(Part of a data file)
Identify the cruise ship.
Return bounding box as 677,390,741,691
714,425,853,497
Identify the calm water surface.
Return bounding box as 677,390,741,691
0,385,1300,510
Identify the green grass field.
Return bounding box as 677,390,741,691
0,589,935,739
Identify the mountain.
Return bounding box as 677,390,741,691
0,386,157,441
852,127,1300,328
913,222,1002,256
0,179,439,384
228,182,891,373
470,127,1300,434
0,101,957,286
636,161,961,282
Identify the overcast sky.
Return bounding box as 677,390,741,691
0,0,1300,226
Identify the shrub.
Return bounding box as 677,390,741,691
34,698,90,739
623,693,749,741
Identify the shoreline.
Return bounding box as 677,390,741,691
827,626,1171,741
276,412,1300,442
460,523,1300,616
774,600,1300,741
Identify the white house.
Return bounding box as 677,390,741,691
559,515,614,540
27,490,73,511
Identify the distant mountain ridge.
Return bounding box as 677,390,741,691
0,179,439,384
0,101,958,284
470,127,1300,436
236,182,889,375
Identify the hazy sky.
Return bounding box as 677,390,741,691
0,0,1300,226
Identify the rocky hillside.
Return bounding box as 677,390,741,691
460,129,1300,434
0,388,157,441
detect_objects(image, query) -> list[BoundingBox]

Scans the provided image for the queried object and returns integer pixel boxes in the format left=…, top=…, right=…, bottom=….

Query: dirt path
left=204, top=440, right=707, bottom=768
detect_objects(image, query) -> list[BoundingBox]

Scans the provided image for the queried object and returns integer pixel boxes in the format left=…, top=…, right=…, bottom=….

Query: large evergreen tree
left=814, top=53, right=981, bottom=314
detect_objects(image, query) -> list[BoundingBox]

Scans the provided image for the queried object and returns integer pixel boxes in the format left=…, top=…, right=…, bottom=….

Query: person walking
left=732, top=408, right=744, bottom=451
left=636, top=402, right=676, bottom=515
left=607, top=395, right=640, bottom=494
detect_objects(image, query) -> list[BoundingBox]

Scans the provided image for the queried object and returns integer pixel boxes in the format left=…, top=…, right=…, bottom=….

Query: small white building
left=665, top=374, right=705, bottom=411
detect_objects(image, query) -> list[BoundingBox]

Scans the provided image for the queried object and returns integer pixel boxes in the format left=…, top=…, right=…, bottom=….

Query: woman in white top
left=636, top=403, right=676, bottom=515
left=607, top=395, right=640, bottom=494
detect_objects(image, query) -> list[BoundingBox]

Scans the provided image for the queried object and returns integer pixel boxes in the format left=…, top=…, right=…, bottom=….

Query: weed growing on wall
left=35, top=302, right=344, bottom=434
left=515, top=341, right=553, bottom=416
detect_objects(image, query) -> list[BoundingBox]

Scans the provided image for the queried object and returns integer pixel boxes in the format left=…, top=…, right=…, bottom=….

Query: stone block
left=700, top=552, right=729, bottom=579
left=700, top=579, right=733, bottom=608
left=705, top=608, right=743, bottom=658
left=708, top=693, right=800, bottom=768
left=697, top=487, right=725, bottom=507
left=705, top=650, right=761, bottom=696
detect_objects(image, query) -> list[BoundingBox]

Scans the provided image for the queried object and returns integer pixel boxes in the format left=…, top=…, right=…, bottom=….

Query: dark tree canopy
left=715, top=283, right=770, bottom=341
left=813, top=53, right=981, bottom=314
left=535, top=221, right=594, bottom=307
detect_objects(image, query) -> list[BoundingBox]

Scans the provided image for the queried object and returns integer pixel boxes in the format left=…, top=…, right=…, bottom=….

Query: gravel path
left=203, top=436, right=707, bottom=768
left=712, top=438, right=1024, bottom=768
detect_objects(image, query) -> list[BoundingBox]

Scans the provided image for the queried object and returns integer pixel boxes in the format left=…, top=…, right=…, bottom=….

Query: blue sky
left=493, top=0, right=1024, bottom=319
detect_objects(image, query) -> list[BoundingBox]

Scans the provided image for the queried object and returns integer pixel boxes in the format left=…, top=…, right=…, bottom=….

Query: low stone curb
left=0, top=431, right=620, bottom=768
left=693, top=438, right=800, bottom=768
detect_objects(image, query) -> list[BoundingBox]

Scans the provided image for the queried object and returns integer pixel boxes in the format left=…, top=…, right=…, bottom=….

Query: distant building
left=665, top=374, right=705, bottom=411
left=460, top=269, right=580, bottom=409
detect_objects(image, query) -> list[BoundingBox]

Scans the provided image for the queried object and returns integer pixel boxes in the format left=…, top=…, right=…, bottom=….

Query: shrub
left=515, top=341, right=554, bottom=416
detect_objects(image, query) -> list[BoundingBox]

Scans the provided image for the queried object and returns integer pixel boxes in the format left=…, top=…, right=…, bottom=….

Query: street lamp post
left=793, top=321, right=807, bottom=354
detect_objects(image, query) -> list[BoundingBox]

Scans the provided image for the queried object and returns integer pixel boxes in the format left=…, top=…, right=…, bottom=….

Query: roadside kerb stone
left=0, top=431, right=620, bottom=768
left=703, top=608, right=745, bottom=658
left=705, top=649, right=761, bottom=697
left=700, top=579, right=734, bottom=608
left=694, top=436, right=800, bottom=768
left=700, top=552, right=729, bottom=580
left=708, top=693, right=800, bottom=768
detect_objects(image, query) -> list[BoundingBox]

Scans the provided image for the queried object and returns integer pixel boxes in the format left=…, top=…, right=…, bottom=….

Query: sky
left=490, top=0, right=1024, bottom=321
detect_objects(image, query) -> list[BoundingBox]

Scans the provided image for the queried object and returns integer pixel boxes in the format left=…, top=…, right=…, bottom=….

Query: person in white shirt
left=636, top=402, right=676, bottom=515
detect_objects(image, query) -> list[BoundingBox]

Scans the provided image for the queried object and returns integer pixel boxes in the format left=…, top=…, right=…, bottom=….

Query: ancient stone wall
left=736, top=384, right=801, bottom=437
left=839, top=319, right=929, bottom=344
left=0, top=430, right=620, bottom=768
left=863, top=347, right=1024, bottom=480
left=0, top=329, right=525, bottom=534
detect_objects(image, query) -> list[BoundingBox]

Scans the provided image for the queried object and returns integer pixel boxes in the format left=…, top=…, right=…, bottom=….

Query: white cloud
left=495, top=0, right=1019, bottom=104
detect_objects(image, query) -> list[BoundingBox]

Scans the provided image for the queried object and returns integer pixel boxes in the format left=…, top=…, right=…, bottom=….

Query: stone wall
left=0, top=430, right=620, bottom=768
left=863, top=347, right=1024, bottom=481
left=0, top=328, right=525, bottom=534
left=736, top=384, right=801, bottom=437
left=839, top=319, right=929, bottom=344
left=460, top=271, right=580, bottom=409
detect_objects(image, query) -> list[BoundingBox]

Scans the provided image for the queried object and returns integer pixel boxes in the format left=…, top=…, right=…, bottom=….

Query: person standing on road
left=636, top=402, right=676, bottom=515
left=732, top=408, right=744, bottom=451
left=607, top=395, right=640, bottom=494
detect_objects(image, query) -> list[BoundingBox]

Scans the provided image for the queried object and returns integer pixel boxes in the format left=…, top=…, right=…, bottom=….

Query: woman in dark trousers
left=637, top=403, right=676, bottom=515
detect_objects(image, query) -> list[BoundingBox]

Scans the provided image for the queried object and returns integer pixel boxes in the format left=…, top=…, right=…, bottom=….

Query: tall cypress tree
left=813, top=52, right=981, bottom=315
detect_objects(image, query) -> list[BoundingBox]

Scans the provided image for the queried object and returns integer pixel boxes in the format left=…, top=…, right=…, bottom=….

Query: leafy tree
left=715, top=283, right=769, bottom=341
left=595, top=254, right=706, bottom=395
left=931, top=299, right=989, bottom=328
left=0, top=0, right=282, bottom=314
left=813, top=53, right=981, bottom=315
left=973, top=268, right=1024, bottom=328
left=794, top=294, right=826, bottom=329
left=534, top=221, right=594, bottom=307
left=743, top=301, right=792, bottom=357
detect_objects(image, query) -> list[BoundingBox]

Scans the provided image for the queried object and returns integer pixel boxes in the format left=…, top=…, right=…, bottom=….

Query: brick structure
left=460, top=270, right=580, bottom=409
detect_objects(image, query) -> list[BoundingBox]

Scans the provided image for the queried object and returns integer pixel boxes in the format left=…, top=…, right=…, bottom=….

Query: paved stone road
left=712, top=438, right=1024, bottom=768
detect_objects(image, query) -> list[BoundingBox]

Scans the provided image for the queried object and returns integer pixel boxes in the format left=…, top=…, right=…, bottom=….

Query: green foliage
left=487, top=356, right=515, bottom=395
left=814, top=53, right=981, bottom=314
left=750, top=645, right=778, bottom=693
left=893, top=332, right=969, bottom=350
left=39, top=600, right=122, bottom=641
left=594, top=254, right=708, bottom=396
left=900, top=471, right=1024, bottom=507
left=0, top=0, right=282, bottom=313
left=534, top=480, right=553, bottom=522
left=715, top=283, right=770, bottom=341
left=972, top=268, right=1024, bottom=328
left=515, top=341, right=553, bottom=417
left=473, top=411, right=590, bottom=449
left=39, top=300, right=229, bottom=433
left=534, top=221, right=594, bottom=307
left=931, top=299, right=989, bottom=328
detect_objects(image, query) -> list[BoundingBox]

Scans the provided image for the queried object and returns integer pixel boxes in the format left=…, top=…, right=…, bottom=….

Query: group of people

Your instructions:
Please return each line of the data above that contains the word "wall".

Final result:
Query: weed growing on wall
Query: ancient stone wall
Query: stone wall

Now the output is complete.